[Saved data entries]
--------------------
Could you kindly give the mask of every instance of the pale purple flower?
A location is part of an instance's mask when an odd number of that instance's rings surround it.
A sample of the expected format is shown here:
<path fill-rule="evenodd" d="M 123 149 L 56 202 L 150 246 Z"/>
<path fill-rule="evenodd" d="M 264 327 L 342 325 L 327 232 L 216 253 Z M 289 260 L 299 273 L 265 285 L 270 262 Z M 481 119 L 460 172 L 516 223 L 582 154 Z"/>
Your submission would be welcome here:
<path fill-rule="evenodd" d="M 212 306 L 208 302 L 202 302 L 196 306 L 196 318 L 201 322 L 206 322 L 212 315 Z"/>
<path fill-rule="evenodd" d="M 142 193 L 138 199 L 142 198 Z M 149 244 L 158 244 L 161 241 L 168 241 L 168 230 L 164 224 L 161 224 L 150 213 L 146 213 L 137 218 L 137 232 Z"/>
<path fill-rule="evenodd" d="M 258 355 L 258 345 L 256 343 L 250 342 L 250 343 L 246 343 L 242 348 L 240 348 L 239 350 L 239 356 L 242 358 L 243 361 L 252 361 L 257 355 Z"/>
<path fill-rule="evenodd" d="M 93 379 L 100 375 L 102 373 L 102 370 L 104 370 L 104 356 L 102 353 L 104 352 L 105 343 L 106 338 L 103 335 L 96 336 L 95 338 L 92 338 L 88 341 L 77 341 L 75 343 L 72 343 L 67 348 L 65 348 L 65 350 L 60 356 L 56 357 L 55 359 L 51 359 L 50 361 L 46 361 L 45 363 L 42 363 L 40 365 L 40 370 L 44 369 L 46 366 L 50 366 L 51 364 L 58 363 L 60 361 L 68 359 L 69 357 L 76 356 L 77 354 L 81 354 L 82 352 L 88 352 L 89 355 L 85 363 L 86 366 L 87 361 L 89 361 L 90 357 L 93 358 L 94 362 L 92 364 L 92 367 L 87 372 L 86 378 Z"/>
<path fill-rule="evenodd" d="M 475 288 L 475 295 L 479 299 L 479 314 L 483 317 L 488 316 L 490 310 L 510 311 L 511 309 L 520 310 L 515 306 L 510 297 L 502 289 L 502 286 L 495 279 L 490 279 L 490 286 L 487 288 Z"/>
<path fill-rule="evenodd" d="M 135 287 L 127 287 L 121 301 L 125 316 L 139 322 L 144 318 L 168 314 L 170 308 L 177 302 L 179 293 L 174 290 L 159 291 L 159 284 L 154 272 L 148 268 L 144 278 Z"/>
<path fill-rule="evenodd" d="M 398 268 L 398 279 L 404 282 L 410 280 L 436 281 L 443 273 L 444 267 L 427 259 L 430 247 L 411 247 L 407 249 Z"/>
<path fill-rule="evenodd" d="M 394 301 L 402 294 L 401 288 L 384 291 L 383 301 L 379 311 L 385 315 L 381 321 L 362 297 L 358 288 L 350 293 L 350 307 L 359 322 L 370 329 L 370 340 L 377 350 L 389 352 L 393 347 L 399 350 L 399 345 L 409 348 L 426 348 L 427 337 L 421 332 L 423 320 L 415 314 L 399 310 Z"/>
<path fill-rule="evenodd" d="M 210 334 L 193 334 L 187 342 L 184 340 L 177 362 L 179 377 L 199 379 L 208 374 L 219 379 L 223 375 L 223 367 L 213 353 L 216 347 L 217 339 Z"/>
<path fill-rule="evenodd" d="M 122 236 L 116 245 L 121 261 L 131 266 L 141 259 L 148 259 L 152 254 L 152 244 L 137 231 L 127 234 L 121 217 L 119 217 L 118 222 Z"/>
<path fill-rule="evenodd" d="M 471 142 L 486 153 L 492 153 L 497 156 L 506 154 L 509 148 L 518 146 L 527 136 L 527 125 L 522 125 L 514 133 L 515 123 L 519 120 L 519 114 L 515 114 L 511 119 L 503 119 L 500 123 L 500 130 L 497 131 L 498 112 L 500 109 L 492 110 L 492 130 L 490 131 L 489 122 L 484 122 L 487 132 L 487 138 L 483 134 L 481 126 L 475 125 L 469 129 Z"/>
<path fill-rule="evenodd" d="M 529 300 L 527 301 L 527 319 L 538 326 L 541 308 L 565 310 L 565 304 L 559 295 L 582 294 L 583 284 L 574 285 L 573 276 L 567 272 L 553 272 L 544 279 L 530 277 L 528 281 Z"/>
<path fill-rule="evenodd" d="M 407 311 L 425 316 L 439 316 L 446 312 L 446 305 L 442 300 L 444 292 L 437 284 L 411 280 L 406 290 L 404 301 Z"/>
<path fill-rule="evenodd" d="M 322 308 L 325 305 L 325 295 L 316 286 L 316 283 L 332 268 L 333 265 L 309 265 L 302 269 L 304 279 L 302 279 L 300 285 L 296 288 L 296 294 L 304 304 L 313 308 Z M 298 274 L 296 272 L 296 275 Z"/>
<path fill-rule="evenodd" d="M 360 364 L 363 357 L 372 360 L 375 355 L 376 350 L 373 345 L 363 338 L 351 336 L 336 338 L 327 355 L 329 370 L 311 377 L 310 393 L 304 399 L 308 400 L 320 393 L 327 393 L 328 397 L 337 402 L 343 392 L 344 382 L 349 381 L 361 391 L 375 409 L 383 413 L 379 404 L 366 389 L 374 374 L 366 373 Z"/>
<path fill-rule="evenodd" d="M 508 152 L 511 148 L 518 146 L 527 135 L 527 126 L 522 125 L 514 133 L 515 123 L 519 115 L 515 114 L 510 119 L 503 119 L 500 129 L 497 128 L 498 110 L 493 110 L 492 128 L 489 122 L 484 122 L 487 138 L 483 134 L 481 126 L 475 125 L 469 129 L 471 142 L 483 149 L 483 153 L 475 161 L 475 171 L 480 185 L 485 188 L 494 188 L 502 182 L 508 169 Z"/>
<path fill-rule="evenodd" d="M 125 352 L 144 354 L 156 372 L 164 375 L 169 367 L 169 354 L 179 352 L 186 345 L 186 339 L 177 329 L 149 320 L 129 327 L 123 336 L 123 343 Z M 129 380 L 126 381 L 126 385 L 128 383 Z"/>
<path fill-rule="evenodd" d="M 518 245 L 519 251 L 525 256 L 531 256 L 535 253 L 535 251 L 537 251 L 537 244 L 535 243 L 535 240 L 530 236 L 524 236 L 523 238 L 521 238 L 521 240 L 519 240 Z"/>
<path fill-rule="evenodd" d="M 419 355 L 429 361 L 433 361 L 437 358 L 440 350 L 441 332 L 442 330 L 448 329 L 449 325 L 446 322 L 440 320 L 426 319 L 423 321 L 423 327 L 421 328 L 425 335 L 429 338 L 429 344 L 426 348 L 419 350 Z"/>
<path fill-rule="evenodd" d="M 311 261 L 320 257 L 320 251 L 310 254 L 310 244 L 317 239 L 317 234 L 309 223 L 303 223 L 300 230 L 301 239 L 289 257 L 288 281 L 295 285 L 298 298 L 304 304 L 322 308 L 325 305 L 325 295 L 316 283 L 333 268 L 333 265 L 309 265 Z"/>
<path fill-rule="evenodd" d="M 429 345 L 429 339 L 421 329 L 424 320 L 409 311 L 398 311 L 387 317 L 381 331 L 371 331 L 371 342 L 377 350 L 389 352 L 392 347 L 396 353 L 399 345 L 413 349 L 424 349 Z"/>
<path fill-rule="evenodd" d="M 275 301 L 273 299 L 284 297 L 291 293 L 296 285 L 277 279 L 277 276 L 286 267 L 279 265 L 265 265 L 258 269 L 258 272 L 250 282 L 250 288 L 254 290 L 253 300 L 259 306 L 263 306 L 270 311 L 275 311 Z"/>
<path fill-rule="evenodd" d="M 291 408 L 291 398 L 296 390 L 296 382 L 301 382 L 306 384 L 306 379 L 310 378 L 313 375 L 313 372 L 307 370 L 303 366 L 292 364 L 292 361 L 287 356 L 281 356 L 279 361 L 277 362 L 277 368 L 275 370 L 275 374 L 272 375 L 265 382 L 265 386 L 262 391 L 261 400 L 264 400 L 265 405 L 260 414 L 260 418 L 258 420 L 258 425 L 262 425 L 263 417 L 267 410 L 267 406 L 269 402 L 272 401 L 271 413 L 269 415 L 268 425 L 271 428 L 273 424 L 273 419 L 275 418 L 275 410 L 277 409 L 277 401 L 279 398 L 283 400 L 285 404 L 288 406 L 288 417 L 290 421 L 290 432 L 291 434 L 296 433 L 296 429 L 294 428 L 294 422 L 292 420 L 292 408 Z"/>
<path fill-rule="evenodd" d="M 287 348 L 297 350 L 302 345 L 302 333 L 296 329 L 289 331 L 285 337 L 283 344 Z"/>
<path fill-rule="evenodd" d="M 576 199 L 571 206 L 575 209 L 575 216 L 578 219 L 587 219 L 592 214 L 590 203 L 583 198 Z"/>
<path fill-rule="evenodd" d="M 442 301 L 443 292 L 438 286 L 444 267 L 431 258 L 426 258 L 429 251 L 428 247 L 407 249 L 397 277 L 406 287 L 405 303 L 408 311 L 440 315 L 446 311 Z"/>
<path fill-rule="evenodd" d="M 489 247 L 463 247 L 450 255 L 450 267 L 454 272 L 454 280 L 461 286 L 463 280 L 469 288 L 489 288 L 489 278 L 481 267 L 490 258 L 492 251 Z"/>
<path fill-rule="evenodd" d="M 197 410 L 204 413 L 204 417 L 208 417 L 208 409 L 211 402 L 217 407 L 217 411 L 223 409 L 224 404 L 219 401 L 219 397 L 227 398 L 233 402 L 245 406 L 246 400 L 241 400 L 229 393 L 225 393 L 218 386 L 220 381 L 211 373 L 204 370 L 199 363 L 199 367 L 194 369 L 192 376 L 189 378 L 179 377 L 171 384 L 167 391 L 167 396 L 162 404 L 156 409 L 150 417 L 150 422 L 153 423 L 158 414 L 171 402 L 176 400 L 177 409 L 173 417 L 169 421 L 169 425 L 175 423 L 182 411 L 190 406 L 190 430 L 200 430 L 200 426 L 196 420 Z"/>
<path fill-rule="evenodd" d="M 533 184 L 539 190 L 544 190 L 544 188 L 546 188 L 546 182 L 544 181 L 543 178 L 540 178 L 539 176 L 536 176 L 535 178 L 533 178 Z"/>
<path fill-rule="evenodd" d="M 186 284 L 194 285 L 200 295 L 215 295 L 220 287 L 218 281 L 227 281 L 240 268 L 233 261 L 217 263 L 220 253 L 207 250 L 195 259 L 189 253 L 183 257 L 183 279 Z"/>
--------------------
■ **TASK ITEM**
Please reproduce the lines from the line with "A location is" to the line with "264 327 L 342", both ends included, exactly as they appear above.

■ **FINISHED EXERCISE**
A location is part of an instance's mask when an odd number of that instance's rings surround it.
A sample of the expected format is shown here:
<path fill-rule="evenodd" d="M 123 149 L 56 202 L 150 246 Z"/>
<path fill-rule="evenodd" d="M 264 327 L 342 325 L 327 232 L 216 253 Z M 289 260 L 299 273 L 265 285 L 270 262 Z M 481 119 L 460 172 L 516 223 L 582 154 Z"/>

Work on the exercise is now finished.